Bounding box annotation entries

────────────────────────────────────────

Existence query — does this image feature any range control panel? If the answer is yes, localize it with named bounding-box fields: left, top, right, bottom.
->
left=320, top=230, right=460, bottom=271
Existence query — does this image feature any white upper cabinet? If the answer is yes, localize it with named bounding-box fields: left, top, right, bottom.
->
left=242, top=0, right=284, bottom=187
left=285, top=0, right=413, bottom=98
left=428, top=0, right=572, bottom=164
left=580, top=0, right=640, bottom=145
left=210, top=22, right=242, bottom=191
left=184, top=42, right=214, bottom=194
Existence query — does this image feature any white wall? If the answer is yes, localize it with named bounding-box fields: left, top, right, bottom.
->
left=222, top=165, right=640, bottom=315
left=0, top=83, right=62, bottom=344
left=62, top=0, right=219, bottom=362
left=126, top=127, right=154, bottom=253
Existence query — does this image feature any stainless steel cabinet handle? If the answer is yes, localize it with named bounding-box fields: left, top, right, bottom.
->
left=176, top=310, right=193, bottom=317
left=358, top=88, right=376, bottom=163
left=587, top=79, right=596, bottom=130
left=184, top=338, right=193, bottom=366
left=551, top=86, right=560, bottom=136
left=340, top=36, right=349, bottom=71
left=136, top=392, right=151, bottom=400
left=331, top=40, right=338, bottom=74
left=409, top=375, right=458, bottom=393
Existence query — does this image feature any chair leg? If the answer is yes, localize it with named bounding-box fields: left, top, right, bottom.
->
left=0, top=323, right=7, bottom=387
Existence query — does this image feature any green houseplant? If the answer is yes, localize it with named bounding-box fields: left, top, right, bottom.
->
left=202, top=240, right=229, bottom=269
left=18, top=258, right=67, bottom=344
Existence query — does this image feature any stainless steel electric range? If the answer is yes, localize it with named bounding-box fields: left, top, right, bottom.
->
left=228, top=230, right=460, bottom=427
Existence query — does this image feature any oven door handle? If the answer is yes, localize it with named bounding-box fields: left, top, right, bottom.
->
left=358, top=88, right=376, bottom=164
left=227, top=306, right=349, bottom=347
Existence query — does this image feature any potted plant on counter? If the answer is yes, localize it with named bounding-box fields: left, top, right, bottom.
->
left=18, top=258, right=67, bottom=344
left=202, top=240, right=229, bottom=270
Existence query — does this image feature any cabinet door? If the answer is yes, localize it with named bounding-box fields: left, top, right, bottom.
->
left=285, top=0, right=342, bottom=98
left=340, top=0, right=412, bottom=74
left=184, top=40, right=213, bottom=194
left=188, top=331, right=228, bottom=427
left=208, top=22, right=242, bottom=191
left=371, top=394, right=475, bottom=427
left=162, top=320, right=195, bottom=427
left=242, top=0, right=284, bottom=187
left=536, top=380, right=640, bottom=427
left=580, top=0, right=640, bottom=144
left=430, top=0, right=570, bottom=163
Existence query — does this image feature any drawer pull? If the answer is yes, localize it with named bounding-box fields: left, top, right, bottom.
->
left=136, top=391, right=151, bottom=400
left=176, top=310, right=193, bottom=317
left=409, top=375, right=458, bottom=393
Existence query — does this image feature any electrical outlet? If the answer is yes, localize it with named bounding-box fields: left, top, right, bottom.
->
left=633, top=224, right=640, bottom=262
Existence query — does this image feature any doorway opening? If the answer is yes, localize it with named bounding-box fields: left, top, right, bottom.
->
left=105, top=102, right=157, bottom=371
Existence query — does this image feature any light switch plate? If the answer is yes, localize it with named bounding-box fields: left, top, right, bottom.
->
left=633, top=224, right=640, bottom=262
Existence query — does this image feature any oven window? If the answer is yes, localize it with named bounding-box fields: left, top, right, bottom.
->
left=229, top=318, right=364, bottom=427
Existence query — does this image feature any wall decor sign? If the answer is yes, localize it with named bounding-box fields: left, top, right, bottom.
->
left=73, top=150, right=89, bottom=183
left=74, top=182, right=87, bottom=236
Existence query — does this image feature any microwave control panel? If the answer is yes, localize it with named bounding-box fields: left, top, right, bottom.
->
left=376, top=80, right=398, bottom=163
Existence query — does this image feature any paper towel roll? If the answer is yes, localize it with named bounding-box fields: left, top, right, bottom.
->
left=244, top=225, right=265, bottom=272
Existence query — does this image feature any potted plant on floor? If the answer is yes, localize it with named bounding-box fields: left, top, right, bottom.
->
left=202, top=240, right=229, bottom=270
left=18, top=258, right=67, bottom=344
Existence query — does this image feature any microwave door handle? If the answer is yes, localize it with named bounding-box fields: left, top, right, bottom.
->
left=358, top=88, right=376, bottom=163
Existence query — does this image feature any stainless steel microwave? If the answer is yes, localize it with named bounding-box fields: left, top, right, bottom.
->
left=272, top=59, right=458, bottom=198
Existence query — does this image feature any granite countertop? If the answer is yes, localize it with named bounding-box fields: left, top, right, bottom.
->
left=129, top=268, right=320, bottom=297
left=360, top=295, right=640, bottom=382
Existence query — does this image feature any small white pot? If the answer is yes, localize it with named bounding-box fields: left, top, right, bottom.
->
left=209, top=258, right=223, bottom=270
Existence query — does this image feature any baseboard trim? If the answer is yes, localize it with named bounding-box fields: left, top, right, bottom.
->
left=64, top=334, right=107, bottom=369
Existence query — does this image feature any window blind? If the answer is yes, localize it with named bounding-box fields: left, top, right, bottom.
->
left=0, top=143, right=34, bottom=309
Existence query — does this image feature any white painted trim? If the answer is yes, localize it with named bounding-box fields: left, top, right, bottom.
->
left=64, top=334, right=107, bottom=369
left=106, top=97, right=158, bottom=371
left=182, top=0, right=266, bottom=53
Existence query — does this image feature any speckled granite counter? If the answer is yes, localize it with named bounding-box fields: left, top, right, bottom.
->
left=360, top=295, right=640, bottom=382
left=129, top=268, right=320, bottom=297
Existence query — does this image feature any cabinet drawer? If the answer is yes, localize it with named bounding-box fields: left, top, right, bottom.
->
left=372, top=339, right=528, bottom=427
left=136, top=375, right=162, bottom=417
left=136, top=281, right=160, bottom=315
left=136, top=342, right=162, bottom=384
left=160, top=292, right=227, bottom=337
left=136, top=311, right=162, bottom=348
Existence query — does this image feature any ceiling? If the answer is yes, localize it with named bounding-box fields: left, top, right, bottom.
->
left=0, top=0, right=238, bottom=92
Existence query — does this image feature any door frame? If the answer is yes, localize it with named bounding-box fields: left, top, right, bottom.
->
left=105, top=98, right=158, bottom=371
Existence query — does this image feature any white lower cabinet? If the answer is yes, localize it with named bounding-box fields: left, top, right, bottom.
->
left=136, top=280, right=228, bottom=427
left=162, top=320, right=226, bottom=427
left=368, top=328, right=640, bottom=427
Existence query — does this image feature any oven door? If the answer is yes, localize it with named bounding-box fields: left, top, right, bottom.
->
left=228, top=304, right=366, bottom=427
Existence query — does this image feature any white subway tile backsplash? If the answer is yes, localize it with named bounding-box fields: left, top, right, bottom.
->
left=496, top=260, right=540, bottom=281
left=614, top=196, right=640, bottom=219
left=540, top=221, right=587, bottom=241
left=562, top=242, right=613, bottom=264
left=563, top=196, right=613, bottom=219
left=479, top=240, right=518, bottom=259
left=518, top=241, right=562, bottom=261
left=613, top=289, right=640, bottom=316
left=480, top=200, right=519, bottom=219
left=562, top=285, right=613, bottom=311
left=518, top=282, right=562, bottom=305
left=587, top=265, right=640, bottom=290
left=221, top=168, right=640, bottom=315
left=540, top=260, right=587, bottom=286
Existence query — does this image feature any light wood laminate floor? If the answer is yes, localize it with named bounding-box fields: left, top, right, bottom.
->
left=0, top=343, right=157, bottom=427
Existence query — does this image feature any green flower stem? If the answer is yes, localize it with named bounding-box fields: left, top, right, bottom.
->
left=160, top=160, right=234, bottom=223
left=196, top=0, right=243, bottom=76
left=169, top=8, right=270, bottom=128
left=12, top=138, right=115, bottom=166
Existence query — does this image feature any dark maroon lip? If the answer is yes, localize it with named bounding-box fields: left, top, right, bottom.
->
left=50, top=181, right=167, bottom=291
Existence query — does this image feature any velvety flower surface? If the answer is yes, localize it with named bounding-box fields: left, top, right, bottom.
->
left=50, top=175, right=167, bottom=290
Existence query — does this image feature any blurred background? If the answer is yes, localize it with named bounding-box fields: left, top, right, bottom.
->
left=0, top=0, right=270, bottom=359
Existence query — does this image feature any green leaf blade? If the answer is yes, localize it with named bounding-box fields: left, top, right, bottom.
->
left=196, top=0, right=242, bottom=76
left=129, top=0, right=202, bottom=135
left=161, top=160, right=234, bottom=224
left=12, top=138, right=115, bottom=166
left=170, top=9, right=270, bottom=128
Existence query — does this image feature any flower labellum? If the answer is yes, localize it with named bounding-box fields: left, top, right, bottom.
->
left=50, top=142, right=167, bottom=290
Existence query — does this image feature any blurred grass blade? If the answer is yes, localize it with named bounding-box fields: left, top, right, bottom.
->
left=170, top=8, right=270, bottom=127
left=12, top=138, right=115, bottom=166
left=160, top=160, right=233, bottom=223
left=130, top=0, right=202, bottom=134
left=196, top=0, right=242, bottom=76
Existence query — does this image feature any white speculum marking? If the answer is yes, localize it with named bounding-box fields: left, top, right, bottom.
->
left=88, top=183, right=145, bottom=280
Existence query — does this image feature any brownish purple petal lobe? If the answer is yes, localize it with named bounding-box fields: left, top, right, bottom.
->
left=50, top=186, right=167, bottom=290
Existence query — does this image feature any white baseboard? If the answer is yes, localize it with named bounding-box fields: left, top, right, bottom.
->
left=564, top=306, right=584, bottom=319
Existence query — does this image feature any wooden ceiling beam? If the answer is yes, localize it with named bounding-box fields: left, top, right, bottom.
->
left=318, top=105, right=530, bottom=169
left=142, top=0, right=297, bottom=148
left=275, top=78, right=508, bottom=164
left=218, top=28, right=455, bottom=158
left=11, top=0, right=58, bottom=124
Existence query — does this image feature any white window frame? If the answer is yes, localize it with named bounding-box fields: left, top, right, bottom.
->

────────────────────────────────────────

The exercise:
Reproduce verbatim everything in the records from the line containing "Existence query — does this image feature any small" down to the line containing "left=368, top=328, right=640, bottom=427", both of those lines included.

Final answer:
Existence query — does this image feature any small white pot? If the answer is yes, localize it with named bounding-box fields: left, top, right, bottom.
->
left=209, top=258, right=223, bottom=270
Existence query — does this image feature any baseboard trim? If the answer is yes, localize it with named bounding-box fields: left, top, right, bottom.
->
left=64, top=334, right=107, bottom=369
Existence query — does this image feature any window blind? If the answer is yes, localize it with named bounding-box fields: left, top, right, bottom.
->
left=0, top=143, right=34, bottom=309
Existence query — does this image feature any white painted trim? If the answer is yes, localize it with named bounding-box fields: left, top, right, bottom.
->
left=64, top=334, right=107, bottom=369
left=106, top=97, right=158, bottom=371
left=182, top=0, right=266, bottom=53
Existence query — does this image feature any speckled granite counter? If the answer is yes, localize it with named bounding-box fields: left, top, right, bottom.
->
left=360, top=295, right=640, bottom=382
left=129, top=268, right=320, bottom=297
Existence query — does this image feature any cabinet drawer? If the answer is yes, localize it with named bounding-box fields: left, top, right, bottom.
->
left=372, top=339, right=528, bottom=427
left=136, top=375, right=162, bottom=417
left=136, top=281, right=160, bottom=315
left=136, top=342, right=162, bottom=384
left=160, top=292, right=227, bottom=337
left=136, top=311, right=162, bottom=348
Existence query — does this image feature any ceiling? If the answer is yes, localize it with named bounding-box fields: left, top, right, bottom.
->
left=0, top=0, right=238, bottom=92
Existence query — does this image feature any door frame? If the answer is yes, localize it with named bounding-box fields: left, top, right, bottom.
->
left=105, top=98, right=158, bottom=371
Existence query — does this image feature any white lower cabinet? If the answer is yes, localize it with named bounding-box fields: left, top, right, bottom.
->
left=136, top=280, right=228, bottom=427
left=162, top=320, right=226, bottom=427
left=368, top=328, right=640, bottom=427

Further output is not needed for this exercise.